Reading text:

— START —

For the proposed system, it can be extended to harvest other crops by changing the synthetic dataset and end-effector. As is shown in Fig. 4, the strawberry dataset was changed to tomato for training a new perception model. Besides, all generated dataset contains crops with different illumination, rotations and obstacles. Note that this paper focus on the strawberry application, more details about the performance of the model will be introduced in Sect. 5.

Fig. 4
figure 4

(a): In the process of data synthesis, replace the strawberry with tomato; (b) an example of tomato model predictions

The harvesting action generation system based on the passive motion paradigm

Passive motion paradigm for goal-directed reaching

The action system takes localisation information of the strawberry obtained from the point cloud and coordinates the two arms and the gripper/cutter of the robot for picking and other tool use actions required in the harvesting process. The action system developed for the robot is a neural network implementation of the Passive Motion Paradigm (Mohan et al., 2018; Mohan & Morasso, 2011) based on impedance control (Hogan, 1985), equilibrium point hypothesis (Bizzi et al., 1976, 1992). The architecture particularly enables (a) swift learning of the internal model of the arm/body and extension to the range of coupled tools; (b) runtime incorporation of a range of task constraints (end-effector pose, joint limits, tool orientation, motion trajectory and approach towards the target); (c) temporal synchronization and bimanual coordination for picking with two hands; (d) Forward Simulation of the consequences of action to support goal-directed reasoning. Figure 5 shows the block diagram summarizing the design of the ANN-based controller starting from data generation to goal-directed reaching with the robot. The steps are summarized below.

Fig. 5
figure 5

ANN based controller starts with babbling movements of the robot to generate data (top left) which is used to train the backpropagation network (top left). From the connectivity matrix, the Jacobians can be computed (bottom right and Eq. 2). The bottom left picture shows the arm reaching the target (XG).

  1. a)

— END —

Your tasks:
A) Check each statement against the harvesting robot text. Answer yes or no and quote the words that decide it. (i) A new perception model for tomatoes was trained by changing the strawberry dataset to tomato. (ii) The action system is based on impedance control. (iii) The generated dataset shows crops under a single fixed illumination.
B) In the harvesting robot text, what movements does the ANN-based controller start with to generate data?
C) Go on with the harvesting robot text from the point where it stops.

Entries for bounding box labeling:
— START —

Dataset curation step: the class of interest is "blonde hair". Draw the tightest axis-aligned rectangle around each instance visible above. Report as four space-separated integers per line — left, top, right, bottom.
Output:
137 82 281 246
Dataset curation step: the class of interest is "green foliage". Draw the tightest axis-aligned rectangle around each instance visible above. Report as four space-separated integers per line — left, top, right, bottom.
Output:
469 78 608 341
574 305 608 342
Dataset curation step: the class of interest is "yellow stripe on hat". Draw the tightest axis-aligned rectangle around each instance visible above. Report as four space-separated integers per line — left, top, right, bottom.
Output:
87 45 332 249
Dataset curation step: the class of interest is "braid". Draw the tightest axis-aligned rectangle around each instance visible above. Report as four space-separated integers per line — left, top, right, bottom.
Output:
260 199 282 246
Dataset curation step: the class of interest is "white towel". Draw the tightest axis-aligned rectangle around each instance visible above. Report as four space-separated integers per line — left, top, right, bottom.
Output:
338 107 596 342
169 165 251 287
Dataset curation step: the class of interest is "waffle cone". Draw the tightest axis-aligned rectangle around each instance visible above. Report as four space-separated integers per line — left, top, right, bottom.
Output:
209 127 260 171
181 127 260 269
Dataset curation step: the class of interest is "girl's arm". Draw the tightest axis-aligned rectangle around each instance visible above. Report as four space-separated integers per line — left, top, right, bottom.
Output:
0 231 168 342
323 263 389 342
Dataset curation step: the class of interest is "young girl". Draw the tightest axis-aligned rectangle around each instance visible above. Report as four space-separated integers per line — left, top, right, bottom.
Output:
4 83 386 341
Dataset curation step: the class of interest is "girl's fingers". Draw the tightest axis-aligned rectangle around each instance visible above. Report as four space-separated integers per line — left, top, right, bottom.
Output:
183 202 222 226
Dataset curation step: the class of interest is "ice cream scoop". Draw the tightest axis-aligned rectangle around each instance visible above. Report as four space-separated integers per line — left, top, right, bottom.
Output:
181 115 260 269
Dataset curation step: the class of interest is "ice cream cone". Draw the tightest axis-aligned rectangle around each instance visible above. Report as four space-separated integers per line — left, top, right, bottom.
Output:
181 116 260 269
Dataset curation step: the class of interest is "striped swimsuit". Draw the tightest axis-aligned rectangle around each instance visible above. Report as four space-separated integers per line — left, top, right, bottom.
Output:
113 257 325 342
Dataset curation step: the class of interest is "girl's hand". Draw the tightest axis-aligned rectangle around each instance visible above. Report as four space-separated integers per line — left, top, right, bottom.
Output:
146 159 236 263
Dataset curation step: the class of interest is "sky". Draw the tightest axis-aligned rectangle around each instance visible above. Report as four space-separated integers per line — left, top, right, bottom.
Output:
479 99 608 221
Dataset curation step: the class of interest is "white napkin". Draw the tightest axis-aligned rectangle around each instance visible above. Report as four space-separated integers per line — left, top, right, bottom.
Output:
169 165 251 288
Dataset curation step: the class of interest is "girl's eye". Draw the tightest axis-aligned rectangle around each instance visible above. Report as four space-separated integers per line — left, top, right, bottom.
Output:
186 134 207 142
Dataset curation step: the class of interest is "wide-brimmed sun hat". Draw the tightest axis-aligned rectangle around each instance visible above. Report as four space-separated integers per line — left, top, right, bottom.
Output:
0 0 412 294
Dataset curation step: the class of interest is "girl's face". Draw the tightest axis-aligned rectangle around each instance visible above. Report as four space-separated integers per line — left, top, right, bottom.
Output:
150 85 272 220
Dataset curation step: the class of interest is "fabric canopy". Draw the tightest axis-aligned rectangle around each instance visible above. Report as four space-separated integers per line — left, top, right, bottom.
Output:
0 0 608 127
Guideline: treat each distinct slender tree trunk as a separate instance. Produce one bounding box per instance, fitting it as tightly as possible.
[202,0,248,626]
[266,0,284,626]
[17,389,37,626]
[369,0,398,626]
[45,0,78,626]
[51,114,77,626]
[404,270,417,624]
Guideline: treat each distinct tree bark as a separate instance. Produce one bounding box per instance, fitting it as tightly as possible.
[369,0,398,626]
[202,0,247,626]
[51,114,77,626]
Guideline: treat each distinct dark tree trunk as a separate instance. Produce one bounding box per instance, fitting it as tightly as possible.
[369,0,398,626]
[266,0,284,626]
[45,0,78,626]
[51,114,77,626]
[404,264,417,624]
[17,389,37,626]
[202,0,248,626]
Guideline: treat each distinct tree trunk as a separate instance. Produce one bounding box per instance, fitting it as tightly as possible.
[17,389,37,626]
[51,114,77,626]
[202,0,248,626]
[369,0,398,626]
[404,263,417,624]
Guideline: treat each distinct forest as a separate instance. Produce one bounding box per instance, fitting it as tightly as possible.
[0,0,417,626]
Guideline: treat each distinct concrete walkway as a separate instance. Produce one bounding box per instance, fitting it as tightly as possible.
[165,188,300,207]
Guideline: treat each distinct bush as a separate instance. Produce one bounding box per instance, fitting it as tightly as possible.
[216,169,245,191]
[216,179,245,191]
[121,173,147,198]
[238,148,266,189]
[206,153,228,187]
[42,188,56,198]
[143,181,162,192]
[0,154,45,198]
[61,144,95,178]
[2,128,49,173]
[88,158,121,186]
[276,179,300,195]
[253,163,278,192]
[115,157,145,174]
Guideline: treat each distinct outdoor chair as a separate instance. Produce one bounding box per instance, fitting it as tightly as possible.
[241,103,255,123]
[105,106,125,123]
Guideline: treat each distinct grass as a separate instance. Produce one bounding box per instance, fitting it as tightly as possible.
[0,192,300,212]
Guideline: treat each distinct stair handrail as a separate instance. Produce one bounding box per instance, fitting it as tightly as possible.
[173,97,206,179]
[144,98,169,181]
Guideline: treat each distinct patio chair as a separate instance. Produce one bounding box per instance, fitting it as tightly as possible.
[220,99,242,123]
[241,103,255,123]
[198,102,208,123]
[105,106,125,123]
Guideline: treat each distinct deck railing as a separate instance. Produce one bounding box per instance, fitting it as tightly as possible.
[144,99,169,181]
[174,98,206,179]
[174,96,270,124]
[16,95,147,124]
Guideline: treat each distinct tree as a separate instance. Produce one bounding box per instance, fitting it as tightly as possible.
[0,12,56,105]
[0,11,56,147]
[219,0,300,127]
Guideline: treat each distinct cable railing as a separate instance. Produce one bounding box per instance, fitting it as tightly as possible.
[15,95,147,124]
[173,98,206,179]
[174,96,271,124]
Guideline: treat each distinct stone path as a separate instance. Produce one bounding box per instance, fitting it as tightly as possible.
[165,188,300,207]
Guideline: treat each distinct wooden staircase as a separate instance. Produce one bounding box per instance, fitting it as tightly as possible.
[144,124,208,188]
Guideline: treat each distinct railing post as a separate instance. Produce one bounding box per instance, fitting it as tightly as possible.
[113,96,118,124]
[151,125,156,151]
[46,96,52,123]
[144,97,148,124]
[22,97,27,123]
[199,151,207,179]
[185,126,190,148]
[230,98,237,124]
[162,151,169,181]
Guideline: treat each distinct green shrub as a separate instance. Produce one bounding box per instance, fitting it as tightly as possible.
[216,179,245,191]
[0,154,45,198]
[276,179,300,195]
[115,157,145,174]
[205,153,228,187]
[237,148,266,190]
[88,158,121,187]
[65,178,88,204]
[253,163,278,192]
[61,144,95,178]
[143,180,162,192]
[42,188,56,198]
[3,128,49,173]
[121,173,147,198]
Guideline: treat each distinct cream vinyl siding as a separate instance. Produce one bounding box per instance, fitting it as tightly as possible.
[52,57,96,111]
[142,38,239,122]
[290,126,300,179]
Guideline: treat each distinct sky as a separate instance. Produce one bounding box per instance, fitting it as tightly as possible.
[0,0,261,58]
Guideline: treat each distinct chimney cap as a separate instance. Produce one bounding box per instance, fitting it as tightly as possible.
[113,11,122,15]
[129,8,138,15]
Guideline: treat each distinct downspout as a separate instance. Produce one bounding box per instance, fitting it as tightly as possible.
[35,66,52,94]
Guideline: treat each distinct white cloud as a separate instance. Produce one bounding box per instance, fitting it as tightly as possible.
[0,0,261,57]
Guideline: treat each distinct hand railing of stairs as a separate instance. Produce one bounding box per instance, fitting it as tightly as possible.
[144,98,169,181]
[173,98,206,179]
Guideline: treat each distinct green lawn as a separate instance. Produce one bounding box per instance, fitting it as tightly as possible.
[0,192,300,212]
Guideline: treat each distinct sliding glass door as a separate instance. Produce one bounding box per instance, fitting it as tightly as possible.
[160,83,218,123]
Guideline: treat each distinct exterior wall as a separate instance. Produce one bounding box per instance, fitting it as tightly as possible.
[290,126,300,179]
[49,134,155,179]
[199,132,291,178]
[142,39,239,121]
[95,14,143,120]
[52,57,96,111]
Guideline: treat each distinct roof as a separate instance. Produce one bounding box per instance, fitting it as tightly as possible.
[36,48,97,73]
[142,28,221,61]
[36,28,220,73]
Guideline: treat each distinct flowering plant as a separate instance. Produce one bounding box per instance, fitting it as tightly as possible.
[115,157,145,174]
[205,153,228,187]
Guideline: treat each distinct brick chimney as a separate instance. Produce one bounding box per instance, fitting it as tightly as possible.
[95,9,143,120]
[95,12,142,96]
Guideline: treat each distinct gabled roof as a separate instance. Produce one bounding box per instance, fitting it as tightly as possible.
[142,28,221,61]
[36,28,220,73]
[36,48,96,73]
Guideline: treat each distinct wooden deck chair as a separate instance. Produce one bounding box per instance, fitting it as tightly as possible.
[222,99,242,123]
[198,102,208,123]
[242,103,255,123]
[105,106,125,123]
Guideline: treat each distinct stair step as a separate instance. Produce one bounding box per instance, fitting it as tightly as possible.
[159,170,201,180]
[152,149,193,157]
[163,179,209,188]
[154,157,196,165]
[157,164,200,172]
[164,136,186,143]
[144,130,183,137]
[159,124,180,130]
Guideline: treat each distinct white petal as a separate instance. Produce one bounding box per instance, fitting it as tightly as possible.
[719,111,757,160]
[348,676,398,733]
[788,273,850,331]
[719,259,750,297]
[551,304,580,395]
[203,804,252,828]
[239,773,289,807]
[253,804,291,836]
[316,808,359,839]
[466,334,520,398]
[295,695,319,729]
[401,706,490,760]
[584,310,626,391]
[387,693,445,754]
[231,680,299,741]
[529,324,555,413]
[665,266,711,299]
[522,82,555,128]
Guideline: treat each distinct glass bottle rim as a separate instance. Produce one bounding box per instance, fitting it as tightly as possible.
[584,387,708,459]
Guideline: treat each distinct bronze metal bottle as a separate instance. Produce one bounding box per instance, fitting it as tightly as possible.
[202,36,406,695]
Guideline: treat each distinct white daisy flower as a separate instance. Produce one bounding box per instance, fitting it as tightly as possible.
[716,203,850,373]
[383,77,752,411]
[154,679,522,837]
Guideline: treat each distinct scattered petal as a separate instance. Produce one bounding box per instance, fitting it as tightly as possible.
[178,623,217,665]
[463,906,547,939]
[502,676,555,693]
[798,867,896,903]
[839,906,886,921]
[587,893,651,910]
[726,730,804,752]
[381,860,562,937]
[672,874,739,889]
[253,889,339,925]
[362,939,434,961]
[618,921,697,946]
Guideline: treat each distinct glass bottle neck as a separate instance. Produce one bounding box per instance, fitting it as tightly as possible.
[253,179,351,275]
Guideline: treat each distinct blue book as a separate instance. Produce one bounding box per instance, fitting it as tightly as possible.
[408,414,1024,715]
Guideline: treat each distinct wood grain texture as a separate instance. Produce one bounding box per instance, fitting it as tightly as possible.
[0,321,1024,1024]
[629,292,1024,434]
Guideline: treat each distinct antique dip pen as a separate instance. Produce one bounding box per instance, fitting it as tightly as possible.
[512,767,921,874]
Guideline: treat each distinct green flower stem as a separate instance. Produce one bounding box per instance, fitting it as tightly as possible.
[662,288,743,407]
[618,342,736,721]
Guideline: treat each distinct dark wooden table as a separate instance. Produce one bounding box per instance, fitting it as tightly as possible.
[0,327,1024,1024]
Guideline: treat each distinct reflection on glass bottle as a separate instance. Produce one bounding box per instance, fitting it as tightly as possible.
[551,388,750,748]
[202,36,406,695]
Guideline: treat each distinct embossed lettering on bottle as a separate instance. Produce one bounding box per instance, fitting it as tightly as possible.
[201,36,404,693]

— END —

Answers for the exercise:
A) (i) Yes: "the strawberry dataset was changed to tomato for training a new perception model". (ii) Yes: "based on impedance control (Hogan, 1985)". (iii) No: "all generated dataset contains crops with different illumination, rotations and obstacles".

B) Babbling movements of the robot.

C)
    Data generation through robot babbling movements. The training data for the ANN was obtained through the process of sensorimotor exploration/babbling. This is where, in the arms workspace, the UR3’s joint rotation readings and set of corresponding end-effector coordinates are saved into two files. The training set consists of 10,000 points in the workspace of the arm and corresponding joint angles.

  2. b)

    Design of the neural controller. Once the training data is obtained, a standard backpropagation network with two hidden layers was used to learn the mapping \({\mathbf{X}}=f\left( Q \right)\). In this case, \({\mathbf{Q}}=\left\{ {{q_i}} \right\}\) is the input vector (of joint angles of the UR3 arm), \({\mathbf{X}}=\left\{ {{x_k}} \right\}\) is the output vector (representing 3D position/orientation of the end-effector) \({\mathbf{Z}}=\left\{ {{z_j}} \right\}\) and \({\mathbf{Y}}=\left\{ {{y_l}} \right\}\) vectors are the output of the first and second hidden layer units of the neural network respectively. Equation 1 expresses the mapping, where \(\left\{ {{\omega_{ij}}} \right\}\) are connection weights from the input layer to the first hidden layer, \(\left\{ {{o_{jl}}} \right\}\) are the connection weights between two hidden layers, \({\mathbf{W}}=\left\{ {{w_{lk}}} \right\}\) are the connection weights from the second hidden layer to the output layer, \({\mathbf{H}}=\left\{ {{h_j}} \right\}\) are the net inputs to the neurons of the first hidden layer and \({\mathbf{P}}=\left\{ {{p_l}} \right\}\) are net inputs to the second hidden layer. Neurons of the two hidden layers fire using the hyperbolic tangent function; the output layer neurons are linear.

$${\mathbf{X}}=f\left( {\mathbf{Q}} \right) \Rightarrow \left\{ \begin{gathered} {h_j}=\sum\nolimits_{i} {{\omega _{ij}}{q_i}} \hfill \\ {z_j}=g\left( {{h_j}} \right) \hfill \\ {p_l}=\sum\nolimits_{j} {{o_{jl}}{z_j}} \hfill \\ {y_l}=g\left( {{p_l}} \right) \hfill \\ {x_k}=\sum\nolimits_{l} {{w_{lk}}{y_l}=\sum\nolimits_{l} {{w_{lk}} \cdot g\left( {\sum\nolimits_{j} {{o_{jl}}{z_j}} } \right)} } \hfill \\ \Rightarrow {x_k}=\sum\nolimits_{l} {{w_{lk}} \cdot g\left( {\sum\nolimits_{j} {{o_{jl}} \cdot g\left( {\sum\nolimits_{i} {{\omega _{ij}}{q_i}} } \right)} } \right)} \hfill \\ \end{gathered} \right.$$

Concerning the use of external objects as tools, the same procedure can be applied with the data (end-effector motion and the corresponding consequence on the tool effector) acquired also by imitating the teacher’s demonstration (Mohan et al., 2011; Mohan & Morasso, 2012) thus constraining the domain of random exploration.

From the learning weights of the neural network, it is possible to extract the Jacobians encoding the geometric relationship between the respective motor spaces (joint space-end effector space of the UR3 arm) using the chain rule (Eq. 2).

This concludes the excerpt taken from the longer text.